++++ GIVEN INFORMATION ++++

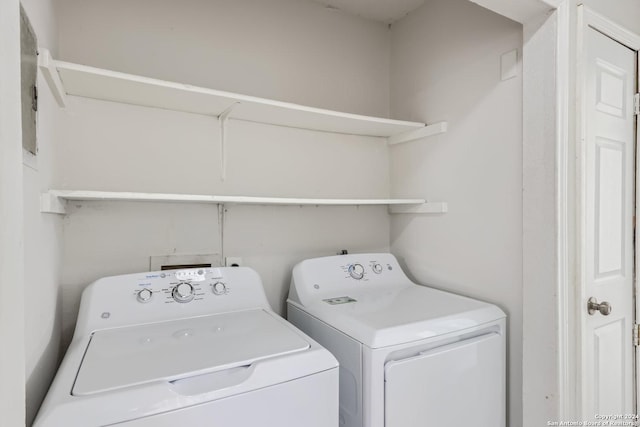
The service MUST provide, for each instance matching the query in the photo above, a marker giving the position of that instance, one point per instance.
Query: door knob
(593, 305)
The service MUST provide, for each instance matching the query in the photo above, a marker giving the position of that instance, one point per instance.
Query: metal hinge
(34, 98)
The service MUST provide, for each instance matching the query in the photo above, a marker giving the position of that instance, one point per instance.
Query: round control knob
(144, 295)
(356, 271)
(219, 288)
(183, 292)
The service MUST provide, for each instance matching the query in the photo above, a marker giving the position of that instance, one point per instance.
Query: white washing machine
(197, 347)
(410, 355)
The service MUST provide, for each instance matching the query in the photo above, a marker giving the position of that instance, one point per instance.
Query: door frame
(586, 19)
(12, 386)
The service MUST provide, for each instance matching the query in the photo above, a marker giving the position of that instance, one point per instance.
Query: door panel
(610, 205)
(610, 393)
(609, 185)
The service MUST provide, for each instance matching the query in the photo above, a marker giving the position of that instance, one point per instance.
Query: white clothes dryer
(195, 347)
(410, 355)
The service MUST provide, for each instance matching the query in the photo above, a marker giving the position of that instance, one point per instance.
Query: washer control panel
(170, 294)
(181, 286)
(363, 270)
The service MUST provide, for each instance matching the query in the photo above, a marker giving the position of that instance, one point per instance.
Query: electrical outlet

++++

*WHAT YOU ARE ASKED TO DO*:
Word for word, give the data above again, without any images.

*ANSWER*:
The service MUST provide, for each instance matching the query in the photo above, a marker giving the position of that instance, one point per instance.
Query: door knob
(593, 305)
The service MUST provide, for each instance matching the query in the photo above, a marker giving the position of that instance, one point per instance.
Query: metal hinge
(34, 98)
The service MUST provide, for each instance matching the query in the photo above, a marker giving the position of that instance, one point per instance.
Query: round control knob
(144, 295)
(356, 271)
(219, 288)
(183, 292)
The service MUST provide, for each instance matching the query in the photo above, a marker giving the position of that instance, one point per instance.
Query: white washing machine
(197, 347)
(410, 355)
The service MUST provide, for each instance matching the query in the photo above, a marker giving the position of that instance, one point per instance.
Query: door frame
(586, 19)
(12, 386)
The service MUST provide, for each instance matching the query in the photo above, a marker giving the position of that instance, one point per instance.
Query: door panel
(610, 205)
(610, 393)
(609, 185)
The service MUST provide, for each instance matching the query in the photo above, a marker giving the position of that instance, one point per instance.
Query: white clothes dryer
(195, 347)
(410, 355)
The service MUST provide, for each instance matching the query in the photo above, a marker giving the position of that instance, one point per instance.
Query: washer control panel
(170, 294)
(181, 286)
(363, 270)
The service MUST provide, for each instance matching the query in the photo above, a marker giving the position of that instance, one point per instance.
Query: electrical outlet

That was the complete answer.